Given text:

========================================================================

Yellowstone Baseball

If you are a veteran baseball man wanting to stay in the game you love in a meaningful, instructive way, where can you go these days?

Well, you might go to Montana.

That’s exactly what Jim Riggleman did. Riggleman, who has managed 1,630 games in the major leagues with five different teams and has 40 years of managing and coaching experience behind him, is heading to Montana to manage the Billings Mustangs in the Pioneer League.

Good for him. Good for the players he will manage.

And he’s got two wise baseball coaches going with him in Dan Radison and Mike Toomey.

“Billings has the best staff in baseball,’’ one longtime MLB evaluator told BallNine.

MLB is too smart for its own good now, we all know, and has no room for such baseball knowledge. That’s okay. When one door closes, you open a window.

And if that window happens to offer a view of Big Sky Country, all the better. The Story was created for baseball adventures like this one. I first met Riggleman when he managed the Padres for 12 games in 1992 and was immediately impressed with his knowledge of the game and his honesty. He went on to manage the team the next two seasons, the first stop in his major league managing journey.

So why did you take this job?

“I love to have coffee in the morning with my coaches to talk baseball or have a beer with them after the game; get to the ballpark at a reasonable hour and debate what we should do with the lineup, that’s part of the allure of it,”

“I love to manage,’’ Riggleman said.

“I didn’t work in 2021 and nothing was offered for me in ’22,’’ noted Riggleman, just another causality in the war against veteran baseball men that MLB is waging.

Riggleman turns 70 in November but said he feels like he is 40. He still has the love and the energy for the game. He last worked for the Mets as a bench coach and would have come back to coach at the MLB level if the right situation had come along, meaning the right manager to work for in the majors.

“If certain guys would have managed again, I would have gone with them, but they did not get those positions.’’ Riggleman explained. “I love to manage but if guys like Jim Tracy or Bruce Bochy were managing again, I would jump at the opportunity to be a coach for them and talk good old fashioned baseball and take in all the new stuff as well. I’d be around those guys that I know, and I trust them.

“The money would have been 10 times better,’’ he said of the MLB life “but this, I am enjoying putting together a team and I enjoy managing these kids and working with two coaches that I am very close with. The guy who got me into this is Mike Toomey, he is going to be one of the coaches and I’ve known Mike since the mid-70s. He was the one being the instigator behind me getting into this. That kind of thrilled me a little bit to work with him.

========================================================================

Stated task 1:
According to the baseball article, which team is Jim Riggleman heading to Montana to manage?

Records:
========================================================================

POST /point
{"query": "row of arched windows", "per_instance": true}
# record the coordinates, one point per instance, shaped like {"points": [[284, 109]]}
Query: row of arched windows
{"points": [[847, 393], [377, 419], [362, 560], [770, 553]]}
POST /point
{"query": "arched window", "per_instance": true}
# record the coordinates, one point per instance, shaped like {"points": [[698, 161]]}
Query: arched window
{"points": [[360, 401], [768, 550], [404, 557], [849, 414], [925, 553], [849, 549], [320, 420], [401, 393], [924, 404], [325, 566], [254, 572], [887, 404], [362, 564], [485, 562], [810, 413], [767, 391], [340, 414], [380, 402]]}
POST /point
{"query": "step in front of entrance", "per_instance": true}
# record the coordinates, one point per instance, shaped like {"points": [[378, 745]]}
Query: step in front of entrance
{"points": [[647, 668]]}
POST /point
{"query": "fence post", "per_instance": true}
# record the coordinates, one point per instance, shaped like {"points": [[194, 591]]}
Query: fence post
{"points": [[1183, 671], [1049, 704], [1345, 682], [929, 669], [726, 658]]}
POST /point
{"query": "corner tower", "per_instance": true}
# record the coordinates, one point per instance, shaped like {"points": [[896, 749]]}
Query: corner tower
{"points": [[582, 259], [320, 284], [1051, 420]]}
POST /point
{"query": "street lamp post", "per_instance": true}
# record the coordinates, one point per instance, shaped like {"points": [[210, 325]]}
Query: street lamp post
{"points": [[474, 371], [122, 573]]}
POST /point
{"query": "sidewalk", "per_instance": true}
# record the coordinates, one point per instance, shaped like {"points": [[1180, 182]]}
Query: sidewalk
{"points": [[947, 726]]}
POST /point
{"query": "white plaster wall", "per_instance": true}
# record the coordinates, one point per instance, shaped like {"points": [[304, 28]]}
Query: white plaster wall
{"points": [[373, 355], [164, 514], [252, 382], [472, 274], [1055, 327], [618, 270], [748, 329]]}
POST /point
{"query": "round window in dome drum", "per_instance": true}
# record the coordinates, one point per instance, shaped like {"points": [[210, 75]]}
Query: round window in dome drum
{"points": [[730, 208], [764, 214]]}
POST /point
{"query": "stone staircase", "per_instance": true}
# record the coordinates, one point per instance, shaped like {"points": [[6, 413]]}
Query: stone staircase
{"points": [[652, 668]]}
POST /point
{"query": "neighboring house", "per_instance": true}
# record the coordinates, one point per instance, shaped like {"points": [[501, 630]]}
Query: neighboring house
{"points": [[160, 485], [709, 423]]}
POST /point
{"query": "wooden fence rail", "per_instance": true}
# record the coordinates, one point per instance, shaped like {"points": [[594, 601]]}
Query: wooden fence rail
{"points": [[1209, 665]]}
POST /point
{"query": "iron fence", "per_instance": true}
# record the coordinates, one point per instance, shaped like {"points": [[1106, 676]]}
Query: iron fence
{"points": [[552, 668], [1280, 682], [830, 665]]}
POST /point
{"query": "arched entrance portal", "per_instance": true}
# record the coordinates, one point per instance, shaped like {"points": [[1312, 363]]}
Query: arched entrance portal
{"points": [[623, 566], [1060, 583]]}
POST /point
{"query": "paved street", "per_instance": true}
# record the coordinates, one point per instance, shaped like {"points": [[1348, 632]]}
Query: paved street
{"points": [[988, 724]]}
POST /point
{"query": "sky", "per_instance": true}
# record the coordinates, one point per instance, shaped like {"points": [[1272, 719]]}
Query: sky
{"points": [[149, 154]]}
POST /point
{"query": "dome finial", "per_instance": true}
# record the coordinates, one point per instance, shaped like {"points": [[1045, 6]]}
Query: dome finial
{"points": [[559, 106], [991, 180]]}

========================================================================

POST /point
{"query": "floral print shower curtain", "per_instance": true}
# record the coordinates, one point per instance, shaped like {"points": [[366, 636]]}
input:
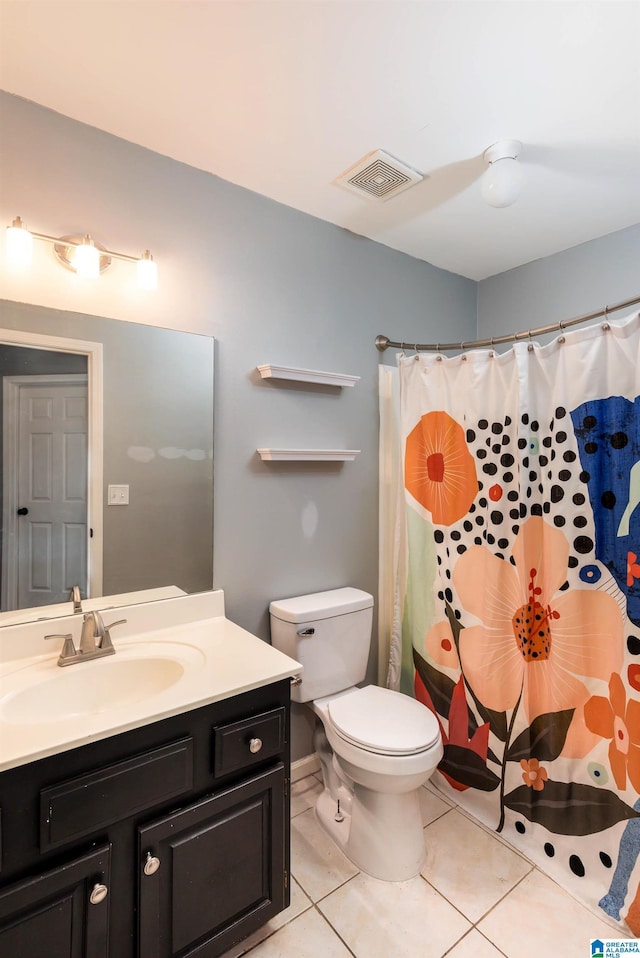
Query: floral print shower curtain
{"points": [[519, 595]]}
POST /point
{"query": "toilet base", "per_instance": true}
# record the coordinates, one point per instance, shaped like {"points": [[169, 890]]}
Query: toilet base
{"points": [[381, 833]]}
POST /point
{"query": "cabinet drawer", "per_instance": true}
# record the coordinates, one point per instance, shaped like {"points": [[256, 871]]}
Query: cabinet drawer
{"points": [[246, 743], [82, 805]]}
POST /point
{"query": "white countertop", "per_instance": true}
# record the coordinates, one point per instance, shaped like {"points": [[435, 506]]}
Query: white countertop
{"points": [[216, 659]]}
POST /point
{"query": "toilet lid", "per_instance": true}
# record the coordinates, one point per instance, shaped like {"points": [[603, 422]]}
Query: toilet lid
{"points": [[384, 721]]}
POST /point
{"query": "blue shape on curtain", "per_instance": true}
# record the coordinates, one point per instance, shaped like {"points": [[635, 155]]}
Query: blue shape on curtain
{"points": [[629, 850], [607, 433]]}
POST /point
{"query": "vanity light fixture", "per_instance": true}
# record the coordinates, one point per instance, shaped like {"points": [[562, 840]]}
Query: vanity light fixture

========================================================================

Stated task 2:
Gather every line in the rows above that contains the word "windows". Case counts.

Written answer 1:
The Billings Mustangs in the Pioneer League.

Written answer 2:
{"query": "row of arched windows", "per_instance": true}
Query: row of arched windows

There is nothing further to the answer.